CHALLENGE A>
From the location identification items, pull out the lines that begin at the one containing "Indicate the eagle's leg" and stop after the one containing "<point>454,297</point>". Reproduce them unchanged, including both of those lines.

EXTRACT PROVIDED>
Another December comes to an end, another Christmas unfolds before our eyes, lights twinkling, presents and too much food, and likely an evaluation of our expectations for the season– the good and the bad– sits beneath the surface, waiting to be chewed on when we have a moment to process it all. We’ll likely save that for next week– New Year’s. A time when a full analysis of how 2021 treated us can take place, when according to tradition we will develop more expectations for the new year, hoping it will be better, more prosperous, happier.
I hate to be the Grinch that stole your Christmas spirit, but those expectations might just be setting us up for disappointment. The holidays seem to be the perfect time to step in these emotional landmines.
I got tickets to see A Christmas Carol at a local theater for Christmas Eve. I’m not happy with how my Christmas Eve tradition has evolved. It used to be the highlight of the season when I was a child, back when there was a house full of family and not many cares in the world. Now it has become this thing other family members want to control and change and shape into their own, creating a vision I do not share. I’ve been accused of wanting to be miserable and just trying to be difficult.

Location identification items>
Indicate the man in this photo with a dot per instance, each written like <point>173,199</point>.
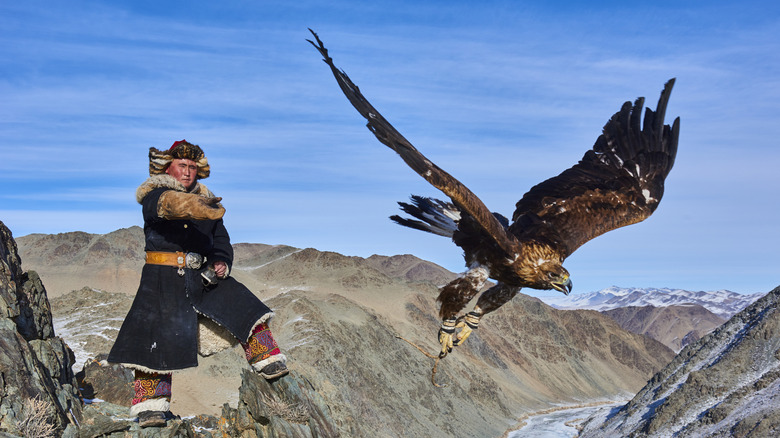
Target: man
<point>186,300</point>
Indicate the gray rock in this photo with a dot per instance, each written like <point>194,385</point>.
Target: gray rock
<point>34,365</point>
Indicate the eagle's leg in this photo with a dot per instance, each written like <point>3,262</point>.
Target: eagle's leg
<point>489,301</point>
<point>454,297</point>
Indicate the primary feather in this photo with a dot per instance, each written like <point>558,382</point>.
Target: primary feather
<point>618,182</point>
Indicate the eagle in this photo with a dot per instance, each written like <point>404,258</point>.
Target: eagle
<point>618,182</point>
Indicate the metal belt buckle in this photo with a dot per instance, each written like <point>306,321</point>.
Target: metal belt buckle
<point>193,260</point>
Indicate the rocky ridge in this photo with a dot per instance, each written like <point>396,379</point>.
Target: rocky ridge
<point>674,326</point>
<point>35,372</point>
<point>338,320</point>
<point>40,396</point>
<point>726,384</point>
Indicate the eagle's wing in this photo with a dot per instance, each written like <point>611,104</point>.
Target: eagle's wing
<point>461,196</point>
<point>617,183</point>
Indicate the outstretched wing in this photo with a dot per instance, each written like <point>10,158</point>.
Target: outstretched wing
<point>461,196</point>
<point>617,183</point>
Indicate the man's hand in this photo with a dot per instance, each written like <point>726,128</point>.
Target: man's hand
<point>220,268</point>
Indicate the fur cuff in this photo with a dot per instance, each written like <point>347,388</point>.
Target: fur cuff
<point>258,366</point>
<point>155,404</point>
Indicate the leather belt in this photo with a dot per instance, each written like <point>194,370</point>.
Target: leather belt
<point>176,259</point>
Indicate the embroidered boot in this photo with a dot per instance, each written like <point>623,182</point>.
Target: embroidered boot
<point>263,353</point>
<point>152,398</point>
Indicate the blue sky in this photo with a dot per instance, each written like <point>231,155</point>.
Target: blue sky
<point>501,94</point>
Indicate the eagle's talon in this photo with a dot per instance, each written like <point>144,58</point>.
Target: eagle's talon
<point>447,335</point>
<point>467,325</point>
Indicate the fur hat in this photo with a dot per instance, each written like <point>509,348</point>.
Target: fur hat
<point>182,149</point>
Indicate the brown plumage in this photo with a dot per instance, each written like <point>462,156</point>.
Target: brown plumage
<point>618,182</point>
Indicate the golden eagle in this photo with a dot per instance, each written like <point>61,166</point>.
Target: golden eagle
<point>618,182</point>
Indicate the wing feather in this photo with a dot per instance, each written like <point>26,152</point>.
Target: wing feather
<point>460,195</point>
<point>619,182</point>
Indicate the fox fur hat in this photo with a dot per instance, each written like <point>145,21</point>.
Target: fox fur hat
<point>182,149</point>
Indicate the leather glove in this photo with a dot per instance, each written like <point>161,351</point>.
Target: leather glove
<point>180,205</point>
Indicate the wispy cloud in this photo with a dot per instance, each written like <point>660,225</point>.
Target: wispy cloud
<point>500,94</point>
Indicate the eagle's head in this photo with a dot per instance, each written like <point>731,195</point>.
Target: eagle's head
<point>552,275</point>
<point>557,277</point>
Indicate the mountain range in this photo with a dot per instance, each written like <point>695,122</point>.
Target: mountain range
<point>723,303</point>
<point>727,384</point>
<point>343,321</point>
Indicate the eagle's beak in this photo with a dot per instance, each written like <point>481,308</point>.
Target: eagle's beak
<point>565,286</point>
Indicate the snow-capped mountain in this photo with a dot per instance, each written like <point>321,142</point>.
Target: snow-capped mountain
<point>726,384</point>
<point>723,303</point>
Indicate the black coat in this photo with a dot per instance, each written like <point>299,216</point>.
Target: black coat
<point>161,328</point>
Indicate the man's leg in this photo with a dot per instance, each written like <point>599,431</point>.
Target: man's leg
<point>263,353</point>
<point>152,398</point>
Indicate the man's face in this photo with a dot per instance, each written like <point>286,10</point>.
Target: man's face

CHALLENGE B>
In the Christmas post, what did the writer get tickets to see on Christmas Eve?

RESULT A>
Indicate the eagle's leg in this photo with a dot per instance, each written like <point>3,262</point>.
Target: eagle's leg
<point>489,301</point>
<point>454,297</point>

RESULT B>
A Christmas Carol at a local theater.